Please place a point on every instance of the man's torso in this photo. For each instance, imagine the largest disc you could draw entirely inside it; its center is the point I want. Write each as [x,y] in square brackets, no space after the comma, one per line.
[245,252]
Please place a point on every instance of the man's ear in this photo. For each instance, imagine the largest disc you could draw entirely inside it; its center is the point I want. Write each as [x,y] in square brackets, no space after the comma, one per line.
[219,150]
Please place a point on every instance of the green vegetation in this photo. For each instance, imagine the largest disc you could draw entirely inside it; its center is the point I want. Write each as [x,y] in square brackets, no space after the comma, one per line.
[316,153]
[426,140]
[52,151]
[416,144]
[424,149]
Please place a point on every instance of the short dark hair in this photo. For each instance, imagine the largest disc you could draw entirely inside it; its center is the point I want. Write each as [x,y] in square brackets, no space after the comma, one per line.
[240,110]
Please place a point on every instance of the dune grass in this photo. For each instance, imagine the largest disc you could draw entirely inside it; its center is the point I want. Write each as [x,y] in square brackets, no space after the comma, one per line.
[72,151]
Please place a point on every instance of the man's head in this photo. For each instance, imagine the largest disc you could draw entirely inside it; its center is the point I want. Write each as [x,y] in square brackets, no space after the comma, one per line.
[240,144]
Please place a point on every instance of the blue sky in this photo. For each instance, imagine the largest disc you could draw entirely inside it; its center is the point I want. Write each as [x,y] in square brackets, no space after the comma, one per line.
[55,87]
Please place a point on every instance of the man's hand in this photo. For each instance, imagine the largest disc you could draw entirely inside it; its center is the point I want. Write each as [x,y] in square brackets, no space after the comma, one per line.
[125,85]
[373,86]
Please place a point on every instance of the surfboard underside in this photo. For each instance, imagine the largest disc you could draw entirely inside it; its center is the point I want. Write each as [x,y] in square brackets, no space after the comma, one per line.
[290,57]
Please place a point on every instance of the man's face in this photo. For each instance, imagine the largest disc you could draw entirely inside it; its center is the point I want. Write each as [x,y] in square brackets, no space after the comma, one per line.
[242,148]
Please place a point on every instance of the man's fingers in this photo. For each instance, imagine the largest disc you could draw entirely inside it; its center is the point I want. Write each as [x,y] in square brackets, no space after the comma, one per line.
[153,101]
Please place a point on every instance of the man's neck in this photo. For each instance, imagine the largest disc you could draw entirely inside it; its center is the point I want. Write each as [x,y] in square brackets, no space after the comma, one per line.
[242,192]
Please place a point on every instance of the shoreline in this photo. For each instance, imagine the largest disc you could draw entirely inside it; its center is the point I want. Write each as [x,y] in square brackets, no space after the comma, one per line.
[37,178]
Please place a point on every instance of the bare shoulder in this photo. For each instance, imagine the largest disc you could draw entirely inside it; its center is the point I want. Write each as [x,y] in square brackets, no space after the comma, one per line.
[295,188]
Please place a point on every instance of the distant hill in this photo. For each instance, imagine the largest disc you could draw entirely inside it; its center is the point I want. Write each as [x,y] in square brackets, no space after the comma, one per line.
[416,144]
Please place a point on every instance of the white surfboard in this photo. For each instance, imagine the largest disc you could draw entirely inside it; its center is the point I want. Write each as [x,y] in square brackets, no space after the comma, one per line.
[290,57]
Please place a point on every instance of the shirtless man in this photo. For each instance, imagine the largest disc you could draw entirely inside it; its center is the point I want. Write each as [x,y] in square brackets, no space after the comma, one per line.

-=-=-=-=-

#### Exercise
Repeat the data verbatim.

#### Task result
Please place a point on every instance of the man's torso in this photo. For each instance, imagine the largest disc you could draw entirely inside it; its center is the point I want. Write each as [x,y] in square brackets, no space after the comma, one per line.
[245,252]
Please place a point on every instance of the man's ear in this photo. For each instance, imagine the largest disc you could draw entirely inside it; its center is the point I want. Write each as [x,y] in square brackets, no space after the comma, one per line.
[219,150]
Please place a point on every instance of the green vegetation in this photo. For each instance, imagine the largest disc you could draw entirely inside it; its center is the point I want. Write each as [x,y] in square brackets, no space after the comma, one per line.
[316,153]
[426,140]
[52,151]
[416,144]
[424,149]
Please place a point on every instance of the short dark hair in this photo. For each instance, imagine the largest disc you could draw entirely inside it; its center is the point I want. Write each as [x,y] in square brackets, no space after the comma, one per line.
[240,110]
Please place a point on every instance of the dune grass in this photo. For each instance, imagine the largest disc you could draw entirely inside it; its center is the point I want. Write each as [x,y] in square brackets, no space after the comma, one per line.
[72,151]
Please place a point on every instance of the man's head in this photo. For each instance, imagine the largest disc you could draw entirely inside it; its center is the point I want. Write each as [x,y] in square brackets, no space after the comma, one per line.
[240,144]
Please place a point on every instance of the blue sky in this photo. For each instance, imagine the largest disc you could draw entirely inside it; its center is the point I want. Write each as [x,y] in square brackets, no space after the comma, one per line.
[55,87]
Please place a point on every instance of the man's hand in this photo. For each instance, imagine the largest disc you could draw entirely inside it; its center is the point I want. Write each as [x,y] in square brackets, no space after the comma, one per line.
[125,85]
[373,86]
Please place a point on every instance of the surfboard underside in this photo. For each instance, imagine the largest disc you could draw entirely inside it; its center is the point I want. Write each as [x,y] in square brackets, no space after the comma, one per line.
[290,57]
Please place a point on every instance of the man's face in this photo. For each instance, imagine the largest disc you could draw entirely inside it; its center is the point I want. Write each as [x,y] in square brackets, no space after the comma, one per line.
[242,148]
Please place a point on every instance of the man's fingers in this photo. For each instance, imagine the largest disc you could draw entirely inside it; its center is the point I want. Write each as [x,y] in square brackets, no space after the comma, one per line.
[153,101]
Please place a point on every instance of the man's neck in this photo. For each instance, imagine the largest disc you could draw entirely inside it; its center is the point I want. Write each as [x,y] in square brackets, no space after the comma, one per line.
[242,192]
Please place a point on every instance of the shoreline in this photo. For each instance, imagine the largest disc you could draw entirely inside it; its center is the point I want. Write each as [x,y] in square brackets, no space after the comma, one per line.
[37,178]
Please place a point on every instance of the bare shoulder in this photo. For each instance, imagine the largest disc you could draw entirely inside it; its center is the point I want. Write each as [x,y] in square brackets, no space after the comma, one per line.
[295,188]
Please place a point on every instance of the distant hill in this photo. For each instance, imagine the largest disc you could draw entirely inside it; its center is the point I want. Write each as [x,y] in square brackets, no space after the comma, one per line.
[416,144]
Please place a point on every instance of the white surfboard in this photo. For each instance, imagine the largest disc you could draw entirely inside it; its center is the point I want. Write each as [x,y] in square brackets, no space after the comma, one per line.
[290,57]
Please place a point on every instance of the shirtless man in this photo. For each instance, imagine the largest disc you could draw entirely inside it; its center is the point I want. Write each as [x,y] in square brackets, no space after the comma, one per line.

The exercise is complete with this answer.